▶ **ENTRIES SUPPLIED**
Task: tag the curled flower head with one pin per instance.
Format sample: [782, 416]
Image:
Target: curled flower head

==

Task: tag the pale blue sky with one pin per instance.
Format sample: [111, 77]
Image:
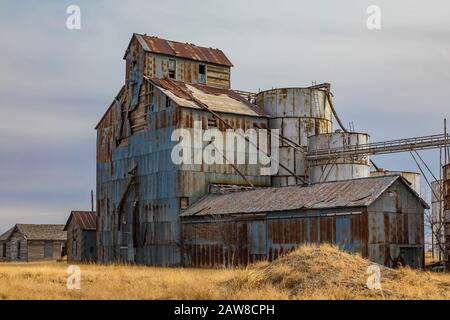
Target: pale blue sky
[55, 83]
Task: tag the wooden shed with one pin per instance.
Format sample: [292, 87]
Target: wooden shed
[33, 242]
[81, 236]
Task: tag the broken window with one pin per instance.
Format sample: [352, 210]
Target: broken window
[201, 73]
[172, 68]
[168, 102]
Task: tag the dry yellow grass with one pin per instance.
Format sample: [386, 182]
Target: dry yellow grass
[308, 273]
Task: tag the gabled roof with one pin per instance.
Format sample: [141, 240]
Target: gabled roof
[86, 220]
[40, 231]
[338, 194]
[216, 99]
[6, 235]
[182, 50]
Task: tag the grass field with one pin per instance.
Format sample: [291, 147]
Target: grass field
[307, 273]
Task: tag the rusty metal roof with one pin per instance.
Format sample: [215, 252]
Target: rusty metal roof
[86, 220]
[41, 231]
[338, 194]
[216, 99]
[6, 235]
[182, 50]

▶ **DIRECTIONS FOR THIS TASK**
Report every line above that contains the string "Target", treating uppercase and lowercase as distinct.

▶ **THE COMPLETED TASK**
Target: curled flower head
Target: pale blue sky
Target: wooden shed
Target: broken window
Target: dry yellow grass
Target: gabled roof
Target: grass field
Target: rusty metal roof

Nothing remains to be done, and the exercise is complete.